Trecho fornecido:
------------------------------------------------------------------------
Partindo da premissa segundo a qual as mulheres são seres naturalmente propensos ao pecado por terem uma sexualidade desenfreada, Kramer e Sprenger levam a violência contra as mulheres a um patamar até então desconhecido pelo patriarcado, uma vez que, para eles, as mulheres são merecedoras de todos os sofrimentos e punições por desviarem os homens, estes sim, verdadeiros filhos de Deus, do caminho da virtude.

Ao que parece, os autores do Malleus Maleficarum não estão sozinhos e, ainda hoje, em pleno século XXI, encontram seguidores, mesmo entre aqueles que não leram seu macabro manual ou sequer tenham conhecimento de sua existência.

Assim como os 18 parlamentares da Comissão Especial da Câmara dos Deputados, outros fundamentalistas misóginos possuem pelo menos dois aspectos em comum com os autores do Melleus – além do próprio fundamentalismo e misoginia.
------------------------------------------------------------------------
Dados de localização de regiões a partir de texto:
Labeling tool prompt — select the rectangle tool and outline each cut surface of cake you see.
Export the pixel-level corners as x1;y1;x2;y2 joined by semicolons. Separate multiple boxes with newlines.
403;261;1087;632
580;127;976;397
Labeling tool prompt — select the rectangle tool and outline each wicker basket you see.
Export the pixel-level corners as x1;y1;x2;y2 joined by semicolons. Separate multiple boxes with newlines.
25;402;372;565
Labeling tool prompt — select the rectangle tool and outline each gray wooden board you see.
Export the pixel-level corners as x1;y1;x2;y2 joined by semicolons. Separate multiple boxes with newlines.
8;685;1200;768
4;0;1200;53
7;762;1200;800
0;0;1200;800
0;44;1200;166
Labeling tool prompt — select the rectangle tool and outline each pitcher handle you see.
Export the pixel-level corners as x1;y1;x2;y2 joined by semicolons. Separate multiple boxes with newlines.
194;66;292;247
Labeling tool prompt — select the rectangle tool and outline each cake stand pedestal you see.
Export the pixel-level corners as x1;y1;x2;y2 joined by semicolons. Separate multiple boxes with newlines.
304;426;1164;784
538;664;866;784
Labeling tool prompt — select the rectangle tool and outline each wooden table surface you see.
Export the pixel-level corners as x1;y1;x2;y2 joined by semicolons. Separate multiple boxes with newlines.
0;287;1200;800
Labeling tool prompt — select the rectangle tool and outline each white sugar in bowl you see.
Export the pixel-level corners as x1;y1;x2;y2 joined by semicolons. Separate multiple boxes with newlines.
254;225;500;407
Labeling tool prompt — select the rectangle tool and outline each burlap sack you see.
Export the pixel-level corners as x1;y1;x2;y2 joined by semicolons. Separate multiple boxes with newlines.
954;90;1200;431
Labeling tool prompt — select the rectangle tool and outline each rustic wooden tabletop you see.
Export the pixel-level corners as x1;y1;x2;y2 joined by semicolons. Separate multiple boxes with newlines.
------------------------------------------------------------------------
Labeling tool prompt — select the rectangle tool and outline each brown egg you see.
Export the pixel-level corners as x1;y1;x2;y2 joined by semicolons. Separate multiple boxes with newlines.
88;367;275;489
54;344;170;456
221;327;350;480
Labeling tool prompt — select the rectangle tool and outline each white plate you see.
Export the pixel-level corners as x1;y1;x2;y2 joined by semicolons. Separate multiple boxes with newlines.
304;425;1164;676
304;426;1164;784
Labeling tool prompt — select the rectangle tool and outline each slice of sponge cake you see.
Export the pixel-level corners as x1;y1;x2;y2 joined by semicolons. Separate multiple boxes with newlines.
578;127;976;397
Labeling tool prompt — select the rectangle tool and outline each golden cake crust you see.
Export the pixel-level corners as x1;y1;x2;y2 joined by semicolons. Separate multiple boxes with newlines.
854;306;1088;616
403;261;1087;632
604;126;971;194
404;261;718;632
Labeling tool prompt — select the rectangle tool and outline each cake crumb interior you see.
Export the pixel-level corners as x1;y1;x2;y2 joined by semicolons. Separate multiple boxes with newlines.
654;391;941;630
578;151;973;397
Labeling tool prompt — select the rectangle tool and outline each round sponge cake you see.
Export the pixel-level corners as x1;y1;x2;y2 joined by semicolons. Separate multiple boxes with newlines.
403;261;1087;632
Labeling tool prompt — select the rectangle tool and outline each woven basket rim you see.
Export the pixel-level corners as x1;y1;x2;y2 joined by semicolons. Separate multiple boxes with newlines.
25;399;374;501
------------------------------------------------------------------------
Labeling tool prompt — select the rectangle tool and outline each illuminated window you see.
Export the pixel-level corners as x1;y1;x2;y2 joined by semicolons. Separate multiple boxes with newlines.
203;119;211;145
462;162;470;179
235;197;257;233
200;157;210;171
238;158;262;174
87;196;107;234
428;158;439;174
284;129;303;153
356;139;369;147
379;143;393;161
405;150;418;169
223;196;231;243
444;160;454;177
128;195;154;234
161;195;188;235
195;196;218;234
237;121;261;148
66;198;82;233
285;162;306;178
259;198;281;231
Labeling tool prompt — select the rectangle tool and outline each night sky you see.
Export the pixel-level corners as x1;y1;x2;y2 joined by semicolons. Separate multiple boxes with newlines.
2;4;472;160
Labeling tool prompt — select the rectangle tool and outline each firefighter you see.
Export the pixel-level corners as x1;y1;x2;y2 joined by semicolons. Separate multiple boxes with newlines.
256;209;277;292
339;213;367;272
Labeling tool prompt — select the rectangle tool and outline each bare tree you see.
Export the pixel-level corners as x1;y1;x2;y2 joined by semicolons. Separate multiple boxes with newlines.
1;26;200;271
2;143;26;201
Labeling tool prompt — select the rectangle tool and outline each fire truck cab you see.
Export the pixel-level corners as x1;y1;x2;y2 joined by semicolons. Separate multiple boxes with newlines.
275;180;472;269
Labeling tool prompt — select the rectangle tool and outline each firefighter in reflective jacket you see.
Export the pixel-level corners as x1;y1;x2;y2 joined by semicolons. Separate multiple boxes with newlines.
------------------------------------------------------------------------
Tarefas do exercício:
a) Segundo o trecho fornecido, quantos parlamentares compõem a Comissão Especial da Câmara dos Deputados mencionada?
b) Liste os três valores numéricos que aparecem no trecho fornecido, seja em algarismos arábicos, romanos ou por extenso.
c) Reproduza a parte do trecho fornecido entre "Ao que parece, os" e "de sua existência.", inclusive.
Os dados não são necessários para resolver o exercício.

Respostas em ordem:
a) 18 parlamentares.

b) 18; XXI; dois

c)
Ao que parece, os autores do Malleus Maleficarum não estão sozinhos e, ainda hoje, em pleno século XXI, encontram seguidores, mesmo entre aqueles que não leram seu macabro manual ou sequer tenham conhecimento de sua existência.